TEXT →
⁂
Stage 1: Process nuclear DNA sequences and create gene/protein mappings
Stage 2: Analyze mitochondrial DNA and barcode regions
Stage 3: Perform species calibration using fixation indices
Stage 4: Identify divergence hotspots and perform functional enrichment
Stage 5: Run Bayesian phylogenetic analysis for species delineation
Stage 6: Study hybrid zones and sympatric specimens

File Naming Conventions

*.map - Sequence mapping files (nucleotide or amino acid alignments)
*.fa / *.fasta - FASTA sequence files
*.zprots - Z-chromosome protein sequences
*.aprots - Autosomal protein sequences
*.hotspot - Divergence hotspot regions
*.gos - Gene Ontology annotations
step*_*.py - Analysis scripts for each processing step
*_cmds - Command files for running analyses
*_results - Output results from analyses

Species Codes Reference

The pipeline analyzes data from multiple butterfly species, identified by 3-letter codes:

Each species code represents a different butterfly species or population
Nuclear and mitochondrial data are processed separately
Z-chromosome data receives special attention due to its role in sex determination and speciation

This comprehensive analysis pipeline enables detailed study of butterfly evolution, speciation processes, and genomic divergence patterns.
⁂
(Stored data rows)
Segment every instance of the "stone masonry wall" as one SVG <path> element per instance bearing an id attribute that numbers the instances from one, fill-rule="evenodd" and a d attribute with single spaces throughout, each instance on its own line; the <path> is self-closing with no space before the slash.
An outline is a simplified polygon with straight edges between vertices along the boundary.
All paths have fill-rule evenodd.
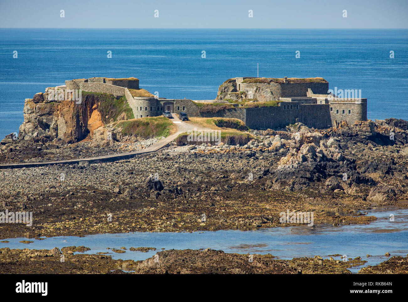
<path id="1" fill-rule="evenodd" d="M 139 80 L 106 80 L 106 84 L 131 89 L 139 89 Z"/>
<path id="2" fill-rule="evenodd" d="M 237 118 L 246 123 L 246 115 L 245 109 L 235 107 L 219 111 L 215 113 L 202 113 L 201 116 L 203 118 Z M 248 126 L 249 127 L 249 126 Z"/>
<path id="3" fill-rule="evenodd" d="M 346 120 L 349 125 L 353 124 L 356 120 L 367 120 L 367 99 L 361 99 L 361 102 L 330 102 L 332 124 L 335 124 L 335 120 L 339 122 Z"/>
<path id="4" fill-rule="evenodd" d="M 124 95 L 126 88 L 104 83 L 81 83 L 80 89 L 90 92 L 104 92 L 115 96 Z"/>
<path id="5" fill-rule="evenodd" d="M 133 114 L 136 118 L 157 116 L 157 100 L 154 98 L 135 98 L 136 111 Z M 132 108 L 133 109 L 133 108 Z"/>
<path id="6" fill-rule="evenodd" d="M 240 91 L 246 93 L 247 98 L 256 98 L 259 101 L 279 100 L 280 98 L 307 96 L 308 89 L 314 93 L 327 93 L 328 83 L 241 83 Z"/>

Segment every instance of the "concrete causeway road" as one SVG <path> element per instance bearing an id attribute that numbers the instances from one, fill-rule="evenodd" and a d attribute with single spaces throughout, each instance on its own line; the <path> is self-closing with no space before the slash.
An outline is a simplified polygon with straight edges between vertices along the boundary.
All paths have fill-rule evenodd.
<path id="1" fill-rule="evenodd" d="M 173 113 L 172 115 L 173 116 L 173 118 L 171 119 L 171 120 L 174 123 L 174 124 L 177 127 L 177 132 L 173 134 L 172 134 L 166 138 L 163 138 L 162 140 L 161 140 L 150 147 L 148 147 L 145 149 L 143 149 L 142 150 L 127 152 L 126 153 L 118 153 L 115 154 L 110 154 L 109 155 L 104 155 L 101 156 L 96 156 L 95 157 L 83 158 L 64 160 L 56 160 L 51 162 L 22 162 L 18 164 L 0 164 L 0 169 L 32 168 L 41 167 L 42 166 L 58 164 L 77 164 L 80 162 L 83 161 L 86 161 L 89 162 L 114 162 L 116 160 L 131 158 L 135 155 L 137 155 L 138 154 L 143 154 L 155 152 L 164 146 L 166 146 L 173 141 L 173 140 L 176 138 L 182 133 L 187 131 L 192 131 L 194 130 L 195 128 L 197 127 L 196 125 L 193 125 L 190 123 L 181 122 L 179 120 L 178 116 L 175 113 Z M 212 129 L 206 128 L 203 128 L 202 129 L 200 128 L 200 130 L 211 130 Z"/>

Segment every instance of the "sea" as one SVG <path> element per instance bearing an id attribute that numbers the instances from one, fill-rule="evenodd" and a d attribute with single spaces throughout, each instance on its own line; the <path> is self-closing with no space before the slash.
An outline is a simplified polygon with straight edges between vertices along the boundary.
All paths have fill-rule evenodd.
⁂
REQUIRED WORK →
a) Please write out the passage of the pipeline description between "Each species code" and "genomic divergence patterns.", inclusive.
b) Condense the paragraph of the pipeline description that begins "Each species code represents" into a short list, keeping its main facts.

WRITTEN ANSWERS →
a)
Each species code represents a different butterfly species or population
Nuclear and mitochondrial data are processed separately
Z-chromosome data receives special attention due to its role in sex determination and speciation

This comprehensive analysis pipeline enables detailed study of butterfly evolution, speciation processes, and genomic divergence patterns.

b)
- Each code stands for one butterfly species or population.
- Nuclear and mitochondrial data are processed separately.
- Z-chromosome data gets special focus for its role in sex determination and speciation.